Problem A :: Reproduce the entire abstract on the isotopic composition of reactive nitrogen from biomass burning, word for word.
— begin Excerpt provided —
Abstract
Abstract. New techniques have recently been developed and applied to capture reactive nitrogen species, including nitrogen oxides (NOx=NO+NO2), nitrous acid (HONO), nitric acid (HNO3), and particulate nitrate (pNO3-), for accurate measurement of their isotopic composition. Here, we report – for the first time – the isotopic composition of HONO from biomass burning (BB) emissions collected during the Fire Influence on Regional to Global Environments Experiment (FIREX, later evolved into FIREX-AQ) at the Missoula Fire Science Laboratory in the fall of 2016. We used our newly developed annular denuder system (ADS), which was verified to completely capture HONO associated with BB in comparison with four other high-time-resolution concentration measurement techniques, including mist chamber–ion chromatography (MC–IC), open-path Fourier transform infrared spectroscopy (OP-FTIR), cavity-enhanced spectroscopy (CES), and proton-transfer-reaction time-of-flight mass spectrometry (PTR-ToF). In 20 “stack” fires (direct emission within ∼5 s of production by the fire) that burned various biomass materials from the western US, δ15N–NOx ranges from −4.3 ‰ to +7.0 ‰, falling near the middle of the range reported in previous work. The first measurements of δ15N–HONO and δ18O–HONO in biomass burning smoke reveal a range of −5.3 ‰ to +5.8 ‰ and +5.2 ‰ to +15.2 ‰, respectively. Both HONO and NOx are sourced from N in the biomass fuel, and δ15N–HONO and δ15N–NOx are strongly correlated (R2=0.89, p<0.001), suggesting HONO is directly formed via subsequent chain reactions of NOx emitted from biomass combustion. Only 5 of 20 pNO3- samples had a sufficient amount for isotopic analysis and showed δ15N and δ18O of pNO3- ranging from −10.6 ‰ to −7.4 ‰ and +11.5 ‰ to +14.8 ‰, respectively. Our δ15N of NOx, HONO, and pNO3- ranges can serve as important biomass burning source signatures, useful for constraining emissions of these species in environmental applications. The δ18O of HONO and NO3- obtained here verify that our method is capable of determining the oxygen isotopic composition in BB plumes. The δ18O values for both of these species reflect laboratory conditions (i.e., a lack of photochemistry) and would be expected to track with the influence of different oxidation pathways in real environments. The methods used in this study will be further applied in future field studies to quantitatively track reactive nitrogen cycling in fresh and aged western US wildfire plumes.
— end Excerpt provided —
Problem B :: How many lines in the records contain the string "green"? Reply with the number alone.
— begin Extracted records —
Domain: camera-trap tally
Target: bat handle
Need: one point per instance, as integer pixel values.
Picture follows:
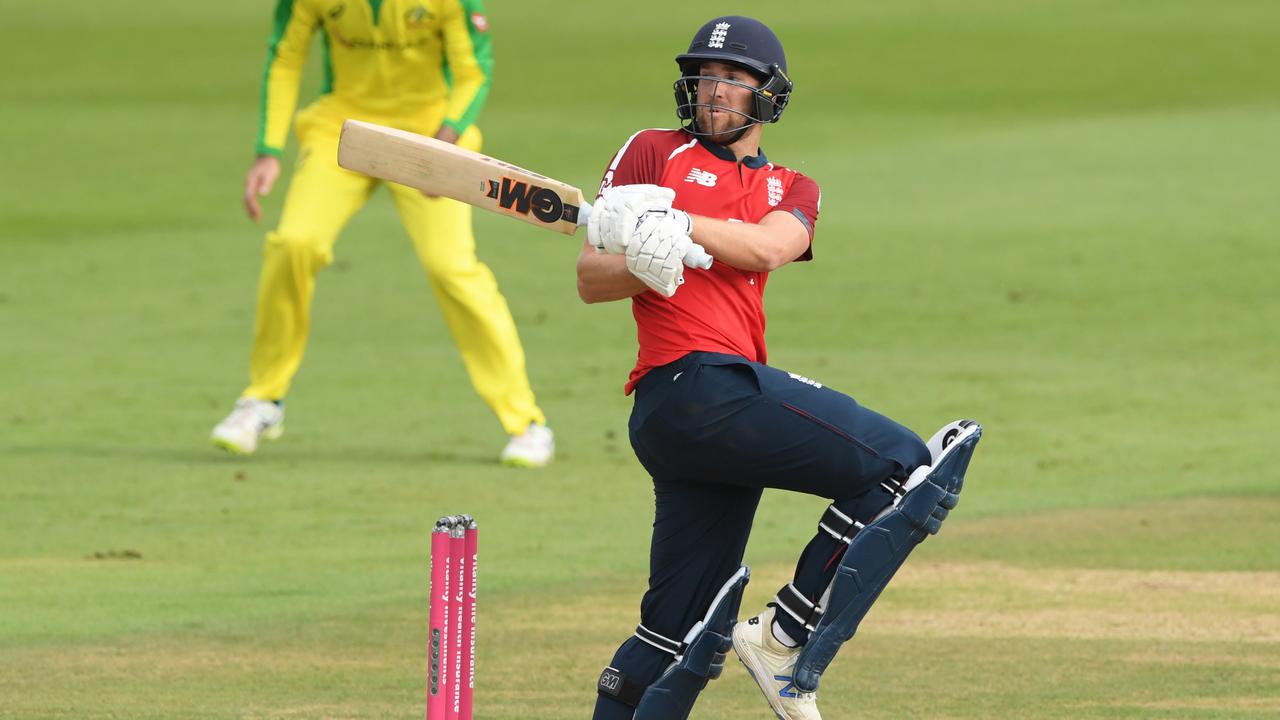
(696, 256)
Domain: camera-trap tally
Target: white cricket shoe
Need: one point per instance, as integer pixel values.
(251, 419)
(534, 449)
(946, 436)
(771, 665)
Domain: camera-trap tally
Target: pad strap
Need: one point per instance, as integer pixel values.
(671, 647)
(839, 525)
(796, 605)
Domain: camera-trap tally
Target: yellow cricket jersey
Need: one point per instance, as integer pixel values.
(411, 60)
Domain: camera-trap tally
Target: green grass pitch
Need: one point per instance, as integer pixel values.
(1057, 217)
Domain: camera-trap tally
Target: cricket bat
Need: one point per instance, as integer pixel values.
(444, 169)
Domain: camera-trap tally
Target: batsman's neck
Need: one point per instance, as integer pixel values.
(748, 145)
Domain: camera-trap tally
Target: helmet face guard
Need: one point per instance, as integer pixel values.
(743, 42)
(767, 104)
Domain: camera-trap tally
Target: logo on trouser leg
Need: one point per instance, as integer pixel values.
(804, 379)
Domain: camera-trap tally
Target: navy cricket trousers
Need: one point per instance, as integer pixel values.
(713, 431)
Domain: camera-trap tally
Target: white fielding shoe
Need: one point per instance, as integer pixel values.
(251, 420)
(771, 665)
(534, 449)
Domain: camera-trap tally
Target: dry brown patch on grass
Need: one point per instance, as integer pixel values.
(995, 600)
(1270, 660)
(1249, 703)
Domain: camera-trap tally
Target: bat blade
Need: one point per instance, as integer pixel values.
(444, 169)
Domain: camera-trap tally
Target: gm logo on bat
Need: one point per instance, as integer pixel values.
(522, 197)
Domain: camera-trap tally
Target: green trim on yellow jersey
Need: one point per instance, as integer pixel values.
(327, 86)
(283, 12)
(481, 46)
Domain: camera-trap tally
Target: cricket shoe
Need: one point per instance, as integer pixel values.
(535, 447)
(945, 437)
(251, 420)
(771, 665)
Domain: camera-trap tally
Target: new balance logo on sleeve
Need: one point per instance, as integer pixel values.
(702, 177)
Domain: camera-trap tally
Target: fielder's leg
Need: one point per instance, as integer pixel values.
(474, 309)
(320, 200)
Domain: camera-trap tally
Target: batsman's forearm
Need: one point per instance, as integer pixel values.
(604, 278)
(749, 246)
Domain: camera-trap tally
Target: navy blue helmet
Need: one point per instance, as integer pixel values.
(740, 41)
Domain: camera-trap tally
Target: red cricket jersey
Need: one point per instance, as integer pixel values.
(721, 309)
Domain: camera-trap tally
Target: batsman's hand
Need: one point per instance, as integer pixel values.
(259, 181)
(657, 251)
(616, 215)
(677, 222)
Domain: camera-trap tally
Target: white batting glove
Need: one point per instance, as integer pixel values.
(616, 214)
(656, 254)
(677, 220)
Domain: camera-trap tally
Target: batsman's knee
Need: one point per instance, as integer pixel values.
(691, 662)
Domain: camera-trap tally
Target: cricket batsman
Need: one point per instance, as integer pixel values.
(713, 424)
(421, 65)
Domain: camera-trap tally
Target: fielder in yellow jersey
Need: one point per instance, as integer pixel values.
(421, 65)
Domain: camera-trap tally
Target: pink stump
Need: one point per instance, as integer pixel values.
(457, 550)
(438, 625)
(469, 619)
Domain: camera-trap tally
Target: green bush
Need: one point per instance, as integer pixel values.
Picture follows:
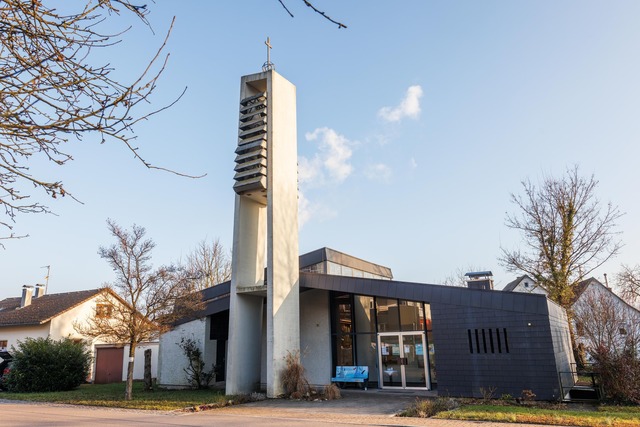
— end Extracted records —
Exercise solution A ::
Abstract
Abstract. New techniques have recently been developed and applied to capture reactive nitrogen species, including nitrogen oxides (NOx=NO+NO2), nitrous acid (HONO), nitric acid (HNO3), and particulate nitrate (pNO3-), for accurate measurement of their isotopic composition. Here, we report – for the first time – the isotopic composition of HONO from biomass burning (BB) emissions collected during the Fire Influence on Regional to Global Environments Experiment (FIREX, later evolved into FIREX-AQ) at the Missoula Fire Science Laboratory in the fall of 2016. We used our newly developed annular denuder system (ADS), which was verified to completely capture HONO associated with BB in comparison with four other high-time-resolution concentration measurement techniques, including mist chamber–ion chromatography (MC–IC), open-path Fourier transform infrared spectroscopy (OP-FTIR), cavity-enhanced spectroscopy (CES), and proton-transfer-reaction time-of-flight mass spectrometry (PTR-ToF). In 20 “stack” fires (direct emission within ∼5 s of production by the fire) that burned various biomass materials from the western US, δ15N–NOx ranges from −4.3 ‰ to +7.0 ‰, falling near the middle of the range reported in previous work. The first measurements of δ15N–HONO and δ18O–HONO in biomass burning smoke reveal a range of −5.3 ‰ to +5.8 ‰ and +5.2 ‰ to +15.2 ‰, respectively. Both HONO and NOx are sourced from N in the biomass fuel, and δ15N–HONO and δ15N–NOx are strongly correlated (R2=0.89, p<0.001), suggesting HONO is directly formed via subsequent chain reactions of NOx emitted from biomass combustion. Only 5 of 20 pNO3- samples had a sufficient amount for isotopic analysis and showed δ15N and δ18O of pNO3- ranging from −10.6 ‰ to −7.4 ‰ and +11.5 ‰ to +14.8 ‰, respectively. Our δ15N of NOx, HONO, and pNO3- ranges can serve as important biomass burning source signatures, useful for constraining emissions of these species in environmental applications. The δ18O of HONO and NO3- obtained here verify that our method is capable of determining the oxygen isotopic composition in BB plumes. The δ18O values for both of these species reflect laboratory conditions (i.e., a lack of photochemistry) and would be expected to track with the influence of different oxidation pathways in real environments. The methods used in this study will be further applied in future field studies to quantitatively track reactive nitrogen cycling in fresh and aged western US wildfire plumes.

Exercise solution B :: 3